*** Opening EXCERPTED DATA ***

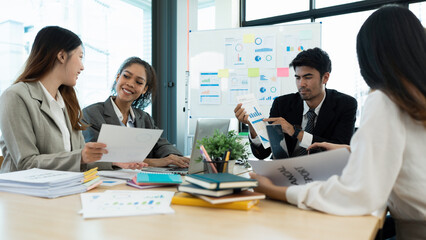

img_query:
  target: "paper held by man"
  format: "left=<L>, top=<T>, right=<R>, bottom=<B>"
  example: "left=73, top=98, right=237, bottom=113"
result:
left=97, top=124, right=163, bottom=162
left=249, top=148, right=350, bottom=186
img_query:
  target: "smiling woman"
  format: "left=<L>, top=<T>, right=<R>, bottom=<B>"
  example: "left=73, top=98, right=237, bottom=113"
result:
left=0, top=26, right=118, bottom=173
left=82, top=57, right=190, bottom=168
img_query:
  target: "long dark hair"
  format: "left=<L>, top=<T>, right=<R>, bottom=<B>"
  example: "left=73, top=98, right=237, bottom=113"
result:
left=111, top=57, right=157, bottom=109
left=15, top=26, right=86, bottom=130
left=356, top=5, right=426, bottom=127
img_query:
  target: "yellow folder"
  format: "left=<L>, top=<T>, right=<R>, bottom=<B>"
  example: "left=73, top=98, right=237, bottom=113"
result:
left=171, top=192, right=259, bottom=211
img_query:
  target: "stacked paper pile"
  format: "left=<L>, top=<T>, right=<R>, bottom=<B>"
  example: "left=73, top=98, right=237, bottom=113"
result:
left=0, top=168, right=102, bottom=198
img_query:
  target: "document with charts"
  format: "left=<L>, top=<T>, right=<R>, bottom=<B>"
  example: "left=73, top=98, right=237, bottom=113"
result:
left=97, top=124, right=163, bottom=162
left=236, top=94, right=270, bottom=148
left=249, top=148, right=350, bottom=186
left=80, top=190, right=175, bottom=219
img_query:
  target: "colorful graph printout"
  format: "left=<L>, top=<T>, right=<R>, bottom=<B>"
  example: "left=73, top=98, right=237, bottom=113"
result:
left=80, top=190, right=175, bottom=219
left=236, top=94, right=270, bottom=148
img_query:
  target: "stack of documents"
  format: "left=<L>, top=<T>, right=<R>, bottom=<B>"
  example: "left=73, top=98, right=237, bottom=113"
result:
left=0, top=168, right=101, bottom=198
left=80, top=190, right=175, bottom=219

*** Closing EXCERPTED DATA ***

WHAT YOU NEED TO DO: Without the pictures, return the entries exactly as they appear.

RESPONSE TO THIS TASK:
img_query:
  target: "paper held by man"
  format: "left=<L>, top=<T>, right=<R>, bottom=<B>"
  example: "left=73, top=98, right=237, bottom=113"
result:
left=97, top=124, right=163, bottom=162
left=249, top=148, right=350, bottom=186
img_query:
  target: "smiling woman"
  format: "left=<L>, top=<T>, right=<R>, bottom=<B>"
  example: "left=73, top=98, right=237, bottom=113"
result:
left=0, top=26, right=118, bottom=173
left=82, top=57, right=190, bottom=168
img_query:
  target: "long dark hair"
  format: "left=<L>, top=<T>, right=<R>, bottom=<B>"
  example: "left=73, top=98, right=237, bottom=113"
result:
left=111, top=57, right=157, bottom=109
left=15, top=26, right=86, bottom=130
left=356, top=5, right=426, bottom=127
img_query:
  target: "yellow folder"
  format: "left=<L>, top=<T>, right=<R>, bottom=<B>"
  example: "left=73, top=98, right=237, bottom=113"
result:
left=171, top=192, right=259, bottom=211
img_query:
  target: "stacked paper pile"
  format: "left=<L>, top=<T>, right=<R>, bottom=<B>"
  example: "left=73, top=98, right=237, bottom=113"
result:
left=0, top=168, right=102, bottom=198
img_query:
  target: "document with charts"
  format: "left=<L>, top=<T>, right=<R>, bottom=<B>"
  example: "left=73, top=98, right=237, bottom=113"
result:
left=97, top=124, right=163, bottom=162
left=236, top=94, right=270, bottom=148
left=249, top=148, right=350, bottom=186
left=80, top=190, right=175, bottom=219
img_query:
  target: "colorful graph printout"
  format: "left=<L>, top=<T>, right=<R>, bottom=<B>"
  example: "left=73, top=98, right=237, bottom=113"
result:
left=80, top=190, right=175, bottom=219
left=236, top=94, right=270, bottom=148
img_query:
  target: "stack of documents"
  format: "left=<L>, top=<T>, right=<R>, bottom=<B>"
  example: "left=73, top=98, right=237, bottom=113"
result:
left=0, top=168, right=101, bottom=198
left=80, top=190, right=175, bottom=219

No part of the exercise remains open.